> **Problem to solve**
Only one stretch of the records below should be repeated. It starts with the line containing "The goal is" and goes on through the line containing "positive clicks: (219, 90)", exactly as written.
--- Data in this exercise Enclosed Below ---
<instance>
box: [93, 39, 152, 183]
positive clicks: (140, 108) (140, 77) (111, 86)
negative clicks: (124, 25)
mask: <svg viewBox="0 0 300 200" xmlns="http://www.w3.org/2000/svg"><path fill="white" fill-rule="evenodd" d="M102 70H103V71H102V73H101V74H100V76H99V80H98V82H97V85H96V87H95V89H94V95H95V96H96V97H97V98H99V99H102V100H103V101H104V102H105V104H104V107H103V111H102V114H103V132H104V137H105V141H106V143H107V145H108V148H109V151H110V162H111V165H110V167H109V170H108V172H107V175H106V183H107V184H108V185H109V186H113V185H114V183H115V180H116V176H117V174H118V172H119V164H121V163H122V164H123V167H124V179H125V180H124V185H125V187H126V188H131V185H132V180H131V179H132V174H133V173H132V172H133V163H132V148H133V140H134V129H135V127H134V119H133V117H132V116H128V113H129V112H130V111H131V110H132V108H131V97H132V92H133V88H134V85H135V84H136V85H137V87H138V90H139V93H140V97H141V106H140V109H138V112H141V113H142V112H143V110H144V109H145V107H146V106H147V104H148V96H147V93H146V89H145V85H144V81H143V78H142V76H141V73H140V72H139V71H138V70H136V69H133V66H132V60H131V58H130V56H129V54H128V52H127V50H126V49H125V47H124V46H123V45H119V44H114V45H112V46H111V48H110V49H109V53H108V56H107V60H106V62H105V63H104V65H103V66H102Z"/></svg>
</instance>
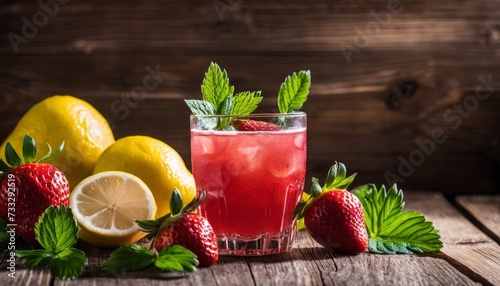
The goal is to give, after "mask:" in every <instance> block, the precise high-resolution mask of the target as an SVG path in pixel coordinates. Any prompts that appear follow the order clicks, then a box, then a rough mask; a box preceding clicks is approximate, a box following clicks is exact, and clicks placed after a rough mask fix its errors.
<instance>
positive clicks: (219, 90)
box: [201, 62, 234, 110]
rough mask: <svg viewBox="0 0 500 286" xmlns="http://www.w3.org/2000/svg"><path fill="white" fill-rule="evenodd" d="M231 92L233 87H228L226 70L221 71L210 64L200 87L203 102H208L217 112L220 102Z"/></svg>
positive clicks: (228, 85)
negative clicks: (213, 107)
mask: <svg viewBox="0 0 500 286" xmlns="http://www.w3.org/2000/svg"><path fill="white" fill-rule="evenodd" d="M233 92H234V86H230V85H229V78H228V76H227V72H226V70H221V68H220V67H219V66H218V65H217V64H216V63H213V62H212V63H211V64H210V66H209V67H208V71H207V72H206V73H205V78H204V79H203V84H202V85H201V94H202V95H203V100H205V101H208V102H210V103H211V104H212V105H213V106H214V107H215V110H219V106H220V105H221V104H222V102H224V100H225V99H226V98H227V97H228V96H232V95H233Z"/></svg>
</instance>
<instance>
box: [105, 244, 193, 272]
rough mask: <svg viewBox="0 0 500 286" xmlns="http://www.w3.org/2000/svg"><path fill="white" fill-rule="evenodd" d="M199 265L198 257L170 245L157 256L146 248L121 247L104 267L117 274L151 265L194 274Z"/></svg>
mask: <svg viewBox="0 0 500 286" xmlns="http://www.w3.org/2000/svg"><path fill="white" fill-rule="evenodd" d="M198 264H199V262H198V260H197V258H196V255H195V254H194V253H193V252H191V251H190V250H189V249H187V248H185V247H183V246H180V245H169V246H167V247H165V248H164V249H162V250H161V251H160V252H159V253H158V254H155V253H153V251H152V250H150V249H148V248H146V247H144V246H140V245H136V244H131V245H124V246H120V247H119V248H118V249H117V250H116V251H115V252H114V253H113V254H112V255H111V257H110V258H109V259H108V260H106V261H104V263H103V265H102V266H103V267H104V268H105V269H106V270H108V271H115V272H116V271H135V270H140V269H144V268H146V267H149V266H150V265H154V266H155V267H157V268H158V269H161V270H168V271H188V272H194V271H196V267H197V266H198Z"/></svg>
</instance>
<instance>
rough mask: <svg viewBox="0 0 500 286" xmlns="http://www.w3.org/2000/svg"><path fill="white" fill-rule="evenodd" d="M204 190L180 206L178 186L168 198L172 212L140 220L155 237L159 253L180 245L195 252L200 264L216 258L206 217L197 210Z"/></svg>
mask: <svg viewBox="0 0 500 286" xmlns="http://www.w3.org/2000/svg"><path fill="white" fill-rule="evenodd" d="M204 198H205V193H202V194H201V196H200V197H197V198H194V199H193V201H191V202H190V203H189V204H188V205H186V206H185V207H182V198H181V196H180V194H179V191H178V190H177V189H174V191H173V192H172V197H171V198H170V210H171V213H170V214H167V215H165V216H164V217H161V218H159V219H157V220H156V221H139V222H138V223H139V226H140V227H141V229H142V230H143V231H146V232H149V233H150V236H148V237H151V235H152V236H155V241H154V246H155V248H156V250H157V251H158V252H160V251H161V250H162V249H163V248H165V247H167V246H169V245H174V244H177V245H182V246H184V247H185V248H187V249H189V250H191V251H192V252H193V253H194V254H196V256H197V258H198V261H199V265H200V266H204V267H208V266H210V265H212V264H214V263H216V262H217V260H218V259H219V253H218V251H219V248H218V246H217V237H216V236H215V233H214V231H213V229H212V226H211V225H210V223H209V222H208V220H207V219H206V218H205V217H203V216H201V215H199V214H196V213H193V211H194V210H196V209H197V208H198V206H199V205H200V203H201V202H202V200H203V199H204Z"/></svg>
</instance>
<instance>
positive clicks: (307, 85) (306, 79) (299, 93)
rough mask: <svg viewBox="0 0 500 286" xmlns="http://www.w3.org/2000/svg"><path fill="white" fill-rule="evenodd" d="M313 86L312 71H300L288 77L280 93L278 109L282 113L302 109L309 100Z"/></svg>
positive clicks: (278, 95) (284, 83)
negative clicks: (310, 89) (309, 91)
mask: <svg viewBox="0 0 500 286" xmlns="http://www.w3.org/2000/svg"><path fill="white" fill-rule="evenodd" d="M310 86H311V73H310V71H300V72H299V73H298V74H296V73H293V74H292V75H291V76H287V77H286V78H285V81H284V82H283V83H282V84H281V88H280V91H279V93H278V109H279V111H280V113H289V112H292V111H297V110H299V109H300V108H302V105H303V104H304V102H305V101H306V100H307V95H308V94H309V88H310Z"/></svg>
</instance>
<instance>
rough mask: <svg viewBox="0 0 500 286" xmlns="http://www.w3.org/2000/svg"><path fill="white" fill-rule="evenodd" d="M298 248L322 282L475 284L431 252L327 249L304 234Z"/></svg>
--- End of Enclosed Data in this exercise ---
--- Data in this exercise Enclosed Below ---
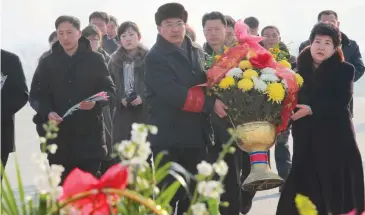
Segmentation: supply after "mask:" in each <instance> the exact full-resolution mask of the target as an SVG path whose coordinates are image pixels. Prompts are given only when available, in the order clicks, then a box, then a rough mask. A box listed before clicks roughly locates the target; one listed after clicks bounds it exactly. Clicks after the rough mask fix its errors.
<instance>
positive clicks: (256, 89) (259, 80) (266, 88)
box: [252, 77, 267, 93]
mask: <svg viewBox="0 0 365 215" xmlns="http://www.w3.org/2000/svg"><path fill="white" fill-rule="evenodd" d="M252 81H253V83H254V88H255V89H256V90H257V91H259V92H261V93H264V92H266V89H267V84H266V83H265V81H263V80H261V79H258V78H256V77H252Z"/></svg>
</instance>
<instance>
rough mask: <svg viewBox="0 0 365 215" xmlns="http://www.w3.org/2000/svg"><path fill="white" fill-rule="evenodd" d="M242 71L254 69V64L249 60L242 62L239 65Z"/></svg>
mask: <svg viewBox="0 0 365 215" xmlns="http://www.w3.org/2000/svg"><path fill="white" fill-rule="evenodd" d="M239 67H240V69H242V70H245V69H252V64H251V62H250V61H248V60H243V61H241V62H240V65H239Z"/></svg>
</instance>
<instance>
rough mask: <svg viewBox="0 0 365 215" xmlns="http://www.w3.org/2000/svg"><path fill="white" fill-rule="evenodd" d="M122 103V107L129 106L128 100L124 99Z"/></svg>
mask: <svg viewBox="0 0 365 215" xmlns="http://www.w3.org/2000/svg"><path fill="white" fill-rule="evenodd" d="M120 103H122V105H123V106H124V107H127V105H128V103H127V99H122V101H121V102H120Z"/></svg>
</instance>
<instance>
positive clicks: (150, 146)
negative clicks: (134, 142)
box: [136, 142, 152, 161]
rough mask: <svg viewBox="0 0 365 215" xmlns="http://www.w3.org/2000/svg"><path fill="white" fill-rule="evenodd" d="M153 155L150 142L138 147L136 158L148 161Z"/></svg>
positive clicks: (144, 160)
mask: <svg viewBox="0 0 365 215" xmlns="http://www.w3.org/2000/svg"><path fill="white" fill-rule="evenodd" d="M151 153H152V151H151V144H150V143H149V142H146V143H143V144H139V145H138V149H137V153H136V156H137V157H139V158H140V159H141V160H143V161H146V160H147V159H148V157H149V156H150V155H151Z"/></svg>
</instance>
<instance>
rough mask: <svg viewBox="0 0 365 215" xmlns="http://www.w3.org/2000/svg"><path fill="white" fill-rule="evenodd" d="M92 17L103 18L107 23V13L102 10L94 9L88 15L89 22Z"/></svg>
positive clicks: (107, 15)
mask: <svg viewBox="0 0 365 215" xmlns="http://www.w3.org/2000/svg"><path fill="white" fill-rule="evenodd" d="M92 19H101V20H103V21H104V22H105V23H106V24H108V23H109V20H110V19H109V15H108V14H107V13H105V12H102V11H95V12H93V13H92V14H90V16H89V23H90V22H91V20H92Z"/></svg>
--- End of Enclosed Data in this exercise ---
--- Data in this exercise Enclosed Below ---
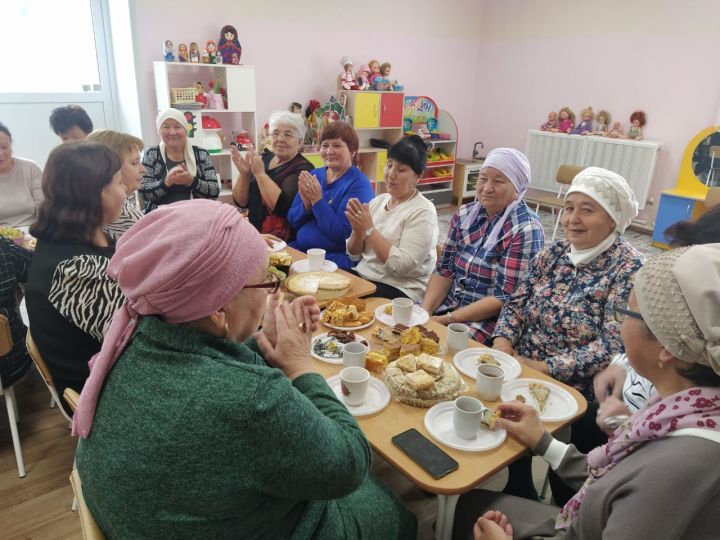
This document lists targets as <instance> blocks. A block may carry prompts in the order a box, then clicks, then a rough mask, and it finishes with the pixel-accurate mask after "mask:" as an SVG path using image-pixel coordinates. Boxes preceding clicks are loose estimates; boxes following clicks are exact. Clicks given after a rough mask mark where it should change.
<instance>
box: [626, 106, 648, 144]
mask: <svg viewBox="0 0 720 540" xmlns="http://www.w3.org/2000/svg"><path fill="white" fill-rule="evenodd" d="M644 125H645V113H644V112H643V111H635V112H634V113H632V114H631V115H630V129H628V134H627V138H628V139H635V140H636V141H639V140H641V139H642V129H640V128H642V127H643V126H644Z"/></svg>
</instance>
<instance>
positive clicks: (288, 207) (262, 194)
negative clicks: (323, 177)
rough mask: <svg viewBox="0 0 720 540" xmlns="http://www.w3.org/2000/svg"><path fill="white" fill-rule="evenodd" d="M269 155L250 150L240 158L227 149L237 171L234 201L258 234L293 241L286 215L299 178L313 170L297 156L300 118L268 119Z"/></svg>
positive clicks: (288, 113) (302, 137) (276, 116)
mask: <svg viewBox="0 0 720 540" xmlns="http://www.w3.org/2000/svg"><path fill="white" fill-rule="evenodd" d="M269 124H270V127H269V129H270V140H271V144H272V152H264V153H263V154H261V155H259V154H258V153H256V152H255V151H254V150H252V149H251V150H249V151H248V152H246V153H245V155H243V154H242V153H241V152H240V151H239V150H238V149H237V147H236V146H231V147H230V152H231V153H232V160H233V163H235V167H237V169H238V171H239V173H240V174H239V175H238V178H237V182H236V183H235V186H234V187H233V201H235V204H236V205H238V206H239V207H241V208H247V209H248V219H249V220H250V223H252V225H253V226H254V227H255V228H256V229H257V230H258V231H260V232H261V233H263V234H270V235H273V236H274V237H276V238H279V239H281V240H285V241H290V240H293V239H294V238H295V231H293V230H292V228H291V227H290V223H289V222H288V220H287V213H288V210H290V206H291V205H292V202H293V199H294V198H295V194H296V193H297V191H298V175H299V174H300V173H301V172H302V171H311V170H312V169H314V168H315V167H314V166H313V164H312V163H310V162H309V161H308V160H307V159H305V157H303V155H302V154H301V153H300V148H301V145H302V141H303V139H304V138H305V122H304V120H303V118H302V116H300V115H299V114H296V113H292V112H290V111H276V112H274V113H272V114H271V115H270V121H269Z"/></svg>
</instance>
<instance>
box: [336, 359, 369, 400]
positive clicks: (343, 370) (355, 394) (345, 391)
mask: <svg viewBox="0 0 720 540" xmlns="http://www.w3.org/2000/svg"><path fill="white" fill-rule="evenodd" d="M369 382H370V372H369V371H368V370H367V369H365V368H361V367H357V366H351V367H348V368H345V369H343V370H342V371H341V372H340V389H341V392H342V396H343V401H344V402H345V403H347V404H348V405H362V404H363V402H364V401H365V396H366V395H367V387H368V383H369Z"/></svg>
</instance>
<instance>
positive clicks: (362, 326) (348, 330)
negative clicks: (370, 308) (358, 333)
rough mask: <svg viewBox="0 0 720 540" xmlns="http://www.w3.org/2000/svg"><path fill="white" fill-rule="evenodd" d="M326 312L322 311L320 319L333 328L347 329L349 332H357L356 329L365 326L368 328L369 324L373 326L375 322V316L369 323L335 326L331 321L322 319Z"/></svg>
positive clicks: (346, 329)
--- End of Enclosed Data in this exercise ---
> **Task answer**
The goal is to give, after "mask:" in every <instance> block, the precise high-resolution mask of the target as an SVG path in pixel coordinates. Any prompts that appear follow the order clicks, then a box, then a rough mask; a box preceding clicks is approximate, a box following clicks is exact, and clicks placed after a rough mask fix its errors.
<instance>
positive clicks: (219, 90)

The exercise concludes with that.